▶ [AIM]: Turn the data below into a Markdown table with the columns Row and Line, giving each non-blank line its own numbered row.

▶ [DATA ENTRIES]:
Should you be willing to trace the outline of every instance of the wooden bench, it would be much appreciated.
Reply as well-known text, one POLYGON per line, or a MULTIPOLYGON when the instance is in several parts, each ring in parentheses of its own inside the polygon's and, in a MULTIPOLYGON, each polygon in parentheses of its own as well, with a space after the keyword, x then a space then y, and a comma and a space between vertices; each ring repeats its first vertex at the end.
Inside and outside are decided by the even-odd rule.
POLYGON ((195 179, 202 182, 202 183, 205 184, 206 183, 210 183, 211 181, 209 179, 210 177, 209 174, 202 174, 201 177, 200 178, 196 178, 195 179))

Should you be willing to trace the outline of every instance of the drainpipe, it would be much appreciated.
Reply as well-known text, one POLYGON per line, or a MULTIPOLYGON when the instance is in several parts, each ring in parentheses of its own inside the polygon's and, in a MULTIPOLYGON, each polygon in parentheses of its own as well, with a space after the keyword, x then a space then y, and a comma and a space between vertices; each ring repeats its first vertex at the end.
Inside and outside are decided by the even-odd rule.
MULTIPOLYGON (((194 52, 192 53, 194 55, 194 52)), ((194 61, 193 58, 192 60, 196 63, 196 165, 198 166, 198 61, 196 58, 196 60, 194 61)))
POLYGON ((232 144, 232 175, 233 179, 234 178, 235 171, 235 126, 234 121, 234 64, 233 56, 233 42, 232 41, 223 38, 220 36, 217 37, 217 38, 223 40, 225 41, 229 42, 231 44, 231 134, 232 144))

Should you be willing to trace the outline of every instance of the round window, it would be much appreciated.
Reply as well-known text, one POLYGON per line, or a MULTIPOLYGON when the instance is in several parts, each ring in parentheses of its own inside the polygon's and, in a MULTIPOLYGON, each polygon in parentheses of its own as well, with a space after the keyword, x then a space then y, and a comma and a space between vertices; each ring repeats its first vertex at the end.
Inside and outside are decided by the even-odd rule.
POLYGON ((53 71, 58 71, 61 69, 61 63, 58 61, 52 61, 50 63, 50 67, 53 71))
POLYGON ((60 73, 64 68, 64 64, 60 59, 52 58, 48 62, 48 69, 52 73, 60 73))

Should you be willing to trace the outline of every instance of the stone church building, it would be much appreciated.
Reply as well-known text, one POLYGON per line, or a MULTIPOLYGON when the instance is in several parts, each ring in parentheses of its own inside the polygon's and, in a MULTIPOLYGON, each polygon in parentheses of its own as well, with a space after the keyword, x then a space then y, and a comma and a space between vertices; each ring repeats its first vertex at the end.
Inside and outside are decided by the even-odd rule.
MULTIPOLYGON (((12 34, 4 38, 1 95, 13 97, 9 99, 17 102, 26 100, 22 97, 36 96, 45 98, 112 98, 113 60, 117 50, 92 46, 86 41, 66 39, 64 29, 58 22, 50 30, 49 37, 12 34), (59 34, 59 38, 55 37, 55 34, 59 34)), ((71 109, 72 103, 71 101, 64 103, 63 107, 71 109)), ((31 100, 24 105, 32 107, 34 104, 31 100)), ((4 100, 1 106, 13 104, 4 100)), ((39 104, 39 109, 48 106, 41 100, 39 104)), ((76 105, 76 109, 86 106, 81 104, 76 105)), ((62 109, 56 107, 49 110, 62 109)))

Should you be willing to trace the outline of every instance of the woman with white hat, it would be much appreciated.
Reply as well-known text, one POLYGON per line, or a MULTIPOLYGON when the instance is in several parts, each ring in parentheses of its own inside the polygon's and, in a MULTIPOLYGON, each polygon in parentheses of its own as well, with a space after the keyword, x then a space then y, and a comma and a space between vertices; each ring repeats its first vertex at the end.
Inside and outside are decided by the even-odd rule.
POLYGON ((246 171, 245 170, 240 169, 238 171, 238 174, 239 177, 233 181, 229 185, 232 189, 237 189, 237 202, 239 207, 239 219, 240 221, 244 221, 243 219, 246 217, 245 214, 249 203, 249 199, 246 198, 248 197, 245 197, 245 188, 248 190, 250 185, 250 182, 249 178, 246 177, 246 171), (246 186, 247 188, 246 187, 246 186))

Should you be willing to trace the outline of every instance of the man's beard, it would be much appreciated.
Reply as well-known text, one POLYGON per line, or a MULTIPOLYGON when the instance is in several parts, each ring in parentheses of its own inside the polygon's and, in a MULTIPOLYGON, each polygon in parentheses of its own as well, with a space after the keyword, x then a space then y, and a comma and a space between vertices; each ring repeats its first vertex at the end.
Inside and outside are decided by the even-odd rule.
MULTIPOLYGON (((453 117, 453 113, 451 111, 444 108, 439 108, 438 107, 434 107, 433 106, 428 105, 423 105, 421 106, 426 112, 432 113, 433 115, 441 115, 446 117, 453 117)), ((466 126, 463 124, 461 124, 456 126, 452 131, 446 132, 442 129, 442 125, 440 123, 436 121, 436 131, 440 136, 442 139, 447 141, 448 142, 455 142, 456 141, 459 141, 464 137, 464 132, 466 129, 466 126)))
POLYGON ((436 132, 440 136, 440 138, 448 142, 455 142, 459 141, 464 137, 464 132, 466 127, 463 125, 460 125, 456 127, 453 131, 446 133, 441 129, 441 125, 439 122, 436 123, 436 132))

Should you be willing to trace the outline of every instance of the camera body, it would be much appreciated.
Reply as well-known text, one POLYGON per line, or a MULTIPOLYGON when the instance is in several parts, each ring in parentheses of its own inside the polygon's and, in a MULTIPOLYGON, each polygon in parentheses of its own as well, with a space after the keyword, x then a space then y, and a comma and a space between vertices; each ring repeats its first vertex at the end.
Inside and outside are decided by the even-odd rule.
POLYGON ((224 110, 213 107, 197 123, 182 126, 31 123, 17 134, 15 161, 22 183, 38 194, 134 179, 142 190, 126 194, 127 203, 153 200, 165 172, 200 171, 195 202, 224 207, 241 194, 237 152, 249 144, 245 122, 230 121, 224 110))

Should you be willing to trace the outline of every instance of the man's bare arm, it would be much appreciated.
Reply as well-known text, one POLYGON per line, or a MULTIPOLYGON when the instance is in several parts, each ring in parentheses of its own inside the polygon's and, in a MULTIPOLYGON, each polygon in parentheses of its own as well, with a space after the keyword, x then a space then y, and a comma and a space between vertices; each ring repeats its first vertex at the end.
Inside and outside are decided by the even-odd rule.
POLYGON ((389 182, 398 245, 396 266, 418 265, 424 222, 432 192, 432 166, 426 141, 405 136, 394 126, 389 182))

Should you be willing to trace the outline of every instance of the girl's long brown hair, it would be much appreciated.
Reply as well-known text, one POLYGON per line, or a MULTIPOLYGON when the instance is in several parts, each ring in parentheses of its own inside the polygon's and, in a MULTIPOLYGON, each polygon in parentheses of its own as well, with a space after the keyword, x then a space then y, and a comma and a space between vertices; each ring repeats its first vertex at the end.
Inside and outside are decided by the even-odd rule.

▶ [SOLUTION]:
| Row | Line |
|---|---|
| 1 | Should you be willing to trace the outline of every instance of the wooden bench, it would be much appreciated. |
| 2 | Reply as well-known text, one POLYGON per line, or a MULTIPOLYGON when the instance is in several parts, each ring in parentheses of its own inside the polygon's and, in a MULTIPOLYGON, each polygon in parentheses of its own as well, with a space after the keyword, x then a space then y, and a comma and a space between vertices; each ring repeats its first vertex at the end. |
| 3 | Inside and outside are decided by the even-odd rule. |
| 4 | POLYGON ((195 179, 202 182, 202 183, 205 184, 206 183, 210 183, 211 181, 209 179, 210 177, 209 174, 202 174, 201 177, 200 178, 196 178, 195 179)) |
| 5 | Should you be willing to trace the outline of every instance of the drainpipe, it would be much appreciated. |
| 6 | Reply as well-known text, one POLYGON per line, or a MULTIPOLYGON when the instance is in several parts, each ring in parentheses of its own inside the polygon's and, in a MULTIPOLYGON, each polygon in parentheses of its own as well, with a space after the keyword, x then a space then y, and a comma and a space between vertices; each ring repeats its first vertex at the end. |
| 7 | Inside and outside are decided by the even-odd rule. |
| 8 | MULTIPOLYGON (((194 52, 192 53, 194 55, 194 52)), ((194 61, 193 58, 192 60, 196 63, 196 165, 198 166, 198 61, 196 58, 196 60, 194 61))) |
| 9 | POLYGON ((232 144, 232 175, 233 179, 234 178, 235 171, 235 126, 234 121, 234 64, 233 56, 233 42, 232 41, 223 38, 220 36, 217 37, 217 38, 223 40, 225 41, 229 42, 231 44, 231 134, 232 144)) |
| 10 | Should you be willing to trace the outline of every instance of the round window, it would be much appreciated. |
| 11 | Reply as well-known text, one POLYGON per line, or a MULTIPOLYGON when the instance is in several parts, each ring in parentheses of its own inside the polygon's and, in a MULTIPOLYGON, each polygon in parentheses of its own as well, with a space after the keyword, x then a space then y, and a comma and a space between vertices; each ring repeats its first vertex at the end. |
| 12 | Inside and outside are decided by the even-odd rule. |
| 13 | POLYGON ((53 71, 58 71, 61 69, 61 63, 58 61, 52 61, 50 63, 50 67, 53 71)) |
| 14 | POLYGON ((60 73, 64 68, 64 64, 60 59, 52 58, 48 62, 48 69, 52 73, 60 73)) |
| 15 | Should you be willing to trace the outline of every instance of the stone church building, it would be much appreciated. |
| 16 | Reply as well-known text, one POLYGON per line, or a MULTIPOLYGON when the instance is in several parts, each ring in parentheses of its own inside the polygon's and, in a MULTIPOLYGON, each polygon in parentheses of its own as well, with a space after the keyword, x then a space then y, and a comma and a space between vertices; each ring repeats its first vertex at the end. |
| 17 | Inside and outside are decided by the even-odd rule. |
| 18 | MULTIPOLYGON (((12 34, 4 38, 1 95, 13 97, 9 99, 17 102, 26 100, 22 97, 36 96, 45 98, 112 98, 113 60, 117 50, 92 46, 86 41, 66 39, 64 29, 58 22, 50 30, 49 37, 12 34), (59 34, 59 38, 55 37, 55 34, 59 34)), ((71 109, 72 103, 71 101, 64 103, 63 107, 71 109)), ((31 100, 24 105, 32 107, 34 104, 31 100)), ((4 100, 1 106, 13 104, 4 100)), ((39 104, 39 109, 48 106, 41 100, 39 104)), ((76 105, 76 109, 86 106, 81 104, 76 105)), ((62 109, 56 107, 49 110, 62 109))) |
| 19 | Should you be willing to trace the outline of every instance of the woman with white hat, it would be much appreciated. |
| 20 | Reply as well-known text, one POLYGON per line, or a MULTIPOLYGON when the instance is in several parts, each ring in parentheses of its own inside the polygon's and, in a MULTIPOLYGON, each polygon in parentheses of its own as well, with a space after the keyword, x then a space then y, and a comma and a space between vertices; each ring repeats its first vertex at the end. |
| 21 | Inside and outside are decided by the even-odd rule. |
| 22 | POLYGON ((246 171, 245 170, 240 169, 238 171, 238 174, 239 177, 233 181, 229 185, 232 189, 237 189, 237 202, 239 207, 239 219, 240 221, 244 221, 243 219, 246 217, 245 214, 249 203, 249 199, 246 198, 248 197, 245 197, 245 188, 248 190, 250 185, 250 182, 249 178, 246 177, 246 171), (246 186, 247 188, 246 187, 246 186)) |
| 23 | Should you be willing to trace the outline of every instance of the man's beard, it would be much appreciated. |
| 24 | Reply as well-known text, one POLYGON per line, or a MULTIPOLYGON when the instance is in several parts, each ring in parentheses of its own inside the polygon's and, in a MULTIPOLYGON, each polygon in parentheses of its own as well, with a space after the keyword, x then a space then y, and a comma and a space between vertices; each ring repeats its first vertex at the end. |
| 25 | Inside and outside are decided by the even-odd rule. |
| 26 | MULTIPOLYGON (((453 117, 453 113, 451 111, 444 108, 439 108, 438 107, 434 107, 433 106, 428 105, 423 105, 421 106, 426 112, 432 113, 433 115, 441 115, 446 117, 453 117)), ((466 126, 463 124, 461 124, 456 126, 452 131, 446 132, 442 129, 442 125, 440 123, 436 121, 436 131, 440 136, 442 139, 447 141, 448 142, 455 142, 456 141, 459 141, 464 137, 464 132, 466 129, 466 126))) |
| 27 | POLYGON ((436 132, 440 136, 440 138, 448 142, 455 142, 459 141, 464 137, 464 132, 466 127, 463 125, 460 125, 456 127, 453 131, 446 133, 441 129, 441 125, 439 122, 436 123, 436 132)) |
| 28 | Should you be willing to trace the outline of every instance of the camera body, it would be much appreciated. |
| 29 | Reply as well-known text, one POLYGON per line, or a MULTIPOLYGON when the instance is in several parts, each ring in parentheses of its own inside the polygon's and, in a MULTIPOLYGON, each polygon in parentheses of its own as well, with a space after the keyword, x then a space then y, and a comma and a space between vertices; each ring repeats its first vertex at the end. |
| 30 | Inside and outside are decided by the even-odd rule. |
| 31 | POLYGON ((224 110, 213 107, 197 123, 182 126, 31 123, 17 134, 15 161, 22 183, 38 194, 134 179, 142 190, 126 194, 127 203, 153 200, 165 172, 200 171, 195 202, 224 207, 241 194, 237 152, 249 144, 245 122, 230 121, 224 110)) |
| 32 | Should you be willing to trace the outline of every instance of the man's bare arm, it would be much appreciated. |
| 33 | Reply as well-known text, one POLYGON per line, or a MULTIPOLYGON when the instance is in several parts, each ring in parentheses of its own inside the polygon's and, in a MULTIPOLYGON, each polygon in parentheses of its own as well, with a space after the keyword, x then a space then y, and a comma and a space between vertices; each ring repeats its first vertex at the end. |
| 34 | Inside and outside are decided by the even-odd rule. |
| 35 | POLYGON ((389 182, 398 245, 396 266, 418 265, 424 222, 432 192, 432 166, 426 141, 405 136, 394 126, 389 182)) |
| 36 | Should you be willing to trace the outline of every instance of the girl's long brown hair, it would be much appreciated. |
| 37 | Reply as well-known text, one POLYGON per line, or a MULTIPOLYGON when the instance is in several parts, each ring in parentheses of its own inside the polygon's and, in a MULTIPOLYGON, each polygon in parentheses of its own as well, with a space after the keyword, x then a space then y, and a comma and a space between vertices; each ring repeats its first vertex at the end. |
| 38 | Inside and outside are decided by the even-odd rule. |